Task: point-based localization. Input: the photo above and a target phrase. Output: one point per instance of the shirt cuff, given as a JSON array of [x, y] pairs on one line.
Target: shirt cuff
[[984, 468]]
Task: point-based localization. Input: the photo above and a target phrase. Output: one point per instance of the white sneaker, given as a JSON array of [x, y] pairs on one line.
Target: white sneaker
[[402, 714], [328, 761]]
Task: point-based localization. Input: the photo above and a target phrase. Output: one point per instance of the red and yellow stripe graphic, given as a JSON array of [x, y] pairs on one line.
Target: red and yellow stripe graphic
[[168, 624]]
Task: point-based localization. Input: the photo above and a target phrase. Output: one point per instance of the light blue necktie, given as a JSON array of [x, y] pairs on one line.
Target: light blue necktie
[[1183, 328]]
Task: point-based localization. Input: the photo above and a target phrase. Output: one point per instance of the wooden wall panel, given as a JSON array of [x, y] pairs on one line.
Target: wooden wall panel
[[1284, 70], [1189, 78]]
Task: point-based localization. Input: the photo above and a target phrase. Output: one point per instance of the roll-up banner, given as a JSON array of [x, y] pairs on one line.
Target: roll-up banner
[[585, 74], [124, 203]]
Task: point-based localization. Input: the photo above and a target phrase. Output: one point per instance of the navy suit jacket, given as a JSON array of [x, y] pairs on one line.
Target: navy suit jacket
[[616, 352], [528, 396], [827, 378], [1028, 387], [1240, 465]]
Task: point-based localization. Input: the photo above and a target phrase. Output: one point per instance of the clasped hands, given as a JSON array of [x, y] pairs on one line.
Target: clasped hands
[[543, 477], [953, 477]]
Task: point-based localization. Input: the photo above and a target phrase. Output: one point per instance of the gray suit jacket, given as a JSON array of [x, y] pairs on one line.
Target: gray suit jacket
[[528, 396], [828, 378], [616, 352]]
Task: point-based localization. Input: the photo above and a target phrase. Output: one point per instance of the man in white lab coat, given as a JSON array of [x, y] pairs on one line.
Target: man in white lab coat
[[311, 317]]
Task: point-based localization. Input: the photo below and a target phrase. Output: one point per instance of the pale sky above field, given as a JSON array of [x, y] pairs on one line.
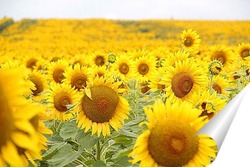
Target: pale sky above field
[[127, 9]]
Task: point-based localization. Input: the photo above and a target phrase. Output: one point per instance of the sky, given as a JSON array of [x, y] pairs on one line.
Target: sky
[[127, 9]]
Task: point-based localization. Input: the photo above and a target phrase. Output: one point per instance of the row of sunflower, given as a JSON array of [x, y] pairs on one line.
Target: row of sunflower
[[87, 94]]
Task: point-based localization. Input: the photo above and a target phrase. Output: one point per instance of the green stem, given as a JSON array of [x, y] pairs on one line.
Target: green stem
[[98, 151]]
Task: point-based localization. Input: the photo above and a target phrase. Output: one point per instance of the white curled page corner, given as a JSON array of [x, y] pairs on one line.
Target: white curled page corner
[[230, 128]]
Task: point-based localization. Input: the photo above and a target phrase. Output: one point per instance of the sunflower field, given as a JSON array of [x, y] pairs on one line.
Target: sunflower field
[[116, 93]]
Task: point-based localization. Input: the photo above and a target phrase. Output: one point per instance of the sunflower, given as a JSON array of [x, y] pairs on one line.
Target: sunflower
[[156, 80], [243, 50], [56, 70], [177, 56], [220, 84], [144, 68], [98, 59], [19, 141], [191, 41], [209, 104], [40, 83], [170, 138], [184, 79], [122, 67], [15, 65], [63, 101], [77, 77], [99, 71], [223, 54], [102, 106]]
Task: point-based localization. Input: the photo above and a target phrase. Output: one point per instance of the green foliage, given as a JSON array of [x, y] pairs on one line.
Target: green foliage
[[71, 146]]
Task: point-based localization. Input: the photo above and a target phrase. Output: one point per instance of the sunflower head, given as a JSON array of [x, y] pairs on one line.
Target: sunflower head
[[171, 138], [190, 40], [215, 67], [182, 84], [38, 80], [101, 106], [99, 58], [243, 50], [56, 70], [77, 77], [63, 100], [111, 57]]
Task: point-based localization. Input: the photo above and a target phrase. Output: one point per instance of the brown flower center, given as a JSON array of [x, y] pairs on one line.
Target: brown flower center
[[217, 88], [124, 68], [31, 63], [102, 105], [205, 112], [6, 119], [172, 143], [188, 41], [182, 84], [61, 100], [245, 53], [79, 81], [143, 69], [99, 60], [38, 85], [58, 75], [220, 56], [35, 122]]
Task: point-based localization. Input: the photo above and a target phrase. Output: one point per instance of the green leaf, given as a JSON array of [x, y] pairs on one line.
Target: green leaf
[[52, 150], [122, 161], [64, 156], [68, 130], [99, 164], [86, 140], [128, 133]]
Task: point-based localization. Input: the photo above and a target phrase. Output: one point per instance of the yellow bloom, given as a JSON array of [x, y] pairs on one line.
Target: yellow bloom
[[223, 54], [63, 101], [77, 77], [56, 70], [98, 59], [170, 139], [243, 50], [19, 141], [144, 68], [122, 67], [191, 41], [40, 82], [182, 81], [101, 107], [220, 84], [209, 104]]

========

## Task goal:
Copy out the whole listing exactly. Skip its pictures.

## Your solution:
Task: point-based localization. Input: the photo above and a target phrase. Output: one point per instance of the shirt cuff, given as a JSON array of [x, y] pairs on one line.
Target: shirt cuff
[[984, 468]]
Task: point-based localization. Input: the photo above and a target phrase. Output: one point per instance of the white sneaker, given as a JSON array of [x, y] pairs on one line.
Target: white sneaker
[[402, 714], [328, 761]]
Task: point-based localization. Input: the photo above and a target phrase. Output: one point per instance of the red and yellow stripe graphic, given as a JSON array of [x, y] pairs on one line.
Target: red and yellow stripe graphic
[[168, 624]]
Task: point-based localization. Input: the photo above and a target phrase. Output: one point per instance of the light blue necktie, given as a JSON array of [x, y] pairs on one line.
Target: light blue necktie
[[1183, 328]]
Task: point-based localization. Input: the photo above and a target phrase. Output: one point per instance of the wooden wall panel, given as a JSON array of [x, y] pairs on one line.
Target: wooden wall panel
[[1284, 70], [1189, 78]]
Task: point-based localization. Input: the photo above and a target phrase. Output: one point per instance of the roll-up banner, given as a JSON array of [x, y] pairs on one line.
Target: roll-up banner
[[585, 74], [124, 203]]
Task: point-based localization. Input: the photo above and a target phrase. Output: one point per instance of the navy suit jacket, given as a JSON array of [x, y] pairs on one line.
Target: navy suit jacket
[[616, 352], [528, 396], [827, 378], [1028, 387], [1240, 465]]
Task: point-based localization. Input: the photo above and a target phrase. Output: one point per instance of the clasped hands, given as a JSON array of [x, y] pairs on one line.
Target: clasped hands
[[543, 477], [953, 477]]
Task: point-based localization. Input: the photo above and a target phrase. Output: one point per instance of the gray suit jacket, given as a JSON array of [x, y] pairs on one line.
Target: gray suit jacket
[[528, 396], [828, 378], [616, 352]]
Task: point-based localization. Input: the photo above and a target phrase. Output: one point per instance of the man in white lab coat, given as a JSON array of [x, y] pairs on one line.
Target: man in white lab coat
[[311, 317]]
Task: point-based localization. Input: the photo below and a target phrase. Output: one point per instance of the pale sky above field, given as a JSON array of [x, y] pairs on one line.
Target: pale sky above field
[[127, 9]]
Task: point-based localization. Input: the photo above and a target phrase. Output: one point per instance of the sky, given as a JSON array of [x, y] pairs on one line.
Target: sky
[[127, 9]]
Task: point-based localization. Input: the photo above and a target phrase. Output: one point per instance of the row of sunflower, given as a JSON array of [x, y] pairs on one line.
Target: row of sunflower
[[87, 94]]
Task: point-based localization. Input: the photo above and a target phrase. Output: one point per instance of the green stem, given as a JSON array of [x, y] pairs on one line.
Target: green stem
[[98, 151]]
Task: point-based localization. Input: the photo above and a target phrase. Output: one point per instance of the white curled page corner, given as a JSON array of [x, y] pairs on one line.
Target: white curled page corner
[[230, 128]]
Task: point-based localization. Input: the photo above and a target phrase. Output: one point per instance of the sunflower field, given as a JSON array of [x, y] pairs on one line.
Target: sunflower field
[[116, 93]]
Task: point-based localization. Input: the photo above and a target phrase. Output: one point per instance of the sunflower, given as a JSON array of [x, y] pairs on one line.
Target: sunflower
[[156, 80], [243, 50], [56, 70], [177, 56], [220, 84], [144, 68], [98, 59], [19, 141], [191, 41], [209, 104], [40, 83], [170, 138], [184, 79], [122, 67], [15, 65], [63, 101], [77, 77], [99, 71], [223, 54], [102, 106]]
Task: point-based localization. Input: the photo above and a target phrase. Output: one point per instance of the green foliage, given as a JSON array of [x, y] pairs on one line.
Target: green foliage
[[71, 146]]
Task: point-based localization. Input: the photo above and a target phrase. Output: one point per instance of the sunflower head, given as a JSON array of [x, y] pairs on one line.
Target: sunflower head
[[171, 138], [190, 40], [215, 67], [182, 84], [38, 80], [101, 106], [99, 58], [243, 50], [56, 70], [77, 77], [63, 100], [111, 57]]
Task: point-based localization. Input: the photo above and a target phrase. Output: one point per instance of the brown flower center, given as a JSON array of [x, y] pairs on one line.
Target: brown flower center
[[217, 88], [124, 68], [31, 63], [102, 105], [205, 112], [6, 119], [172, 143], [188, 41], [182, 84], [61, 100], [245, 53], [79, 81], [143, 69], [99, 60], [38, 85], [58, 75], [220, 56], [35, 122]]
Task: point-based localization. Input: the photo above and a target phrase. Output: one point per instance of the green leaf, given as a JSON array of [x, y] pairs on one line.
Target: green leaf
[[52, 150], [122, 161], [64, 156], [68, 130], [99, 164], [86, 140], [128, 133]]
Task: point-based localization. Input: the photo above and a target phrase. Output: one point per instance of the yellow bloom, given as a JSON array of [x, y] pairs on one line.
Target: yellow bloom
[[223, 54], [63, 101], [77, 77], [56, 70], [98, 59], [170, 139], [243, 50], [19, 141], [144, 68], [122, 67], [191, 41], [40, 82], [182, 81], [101, 107], [220, 84], [209, 104]]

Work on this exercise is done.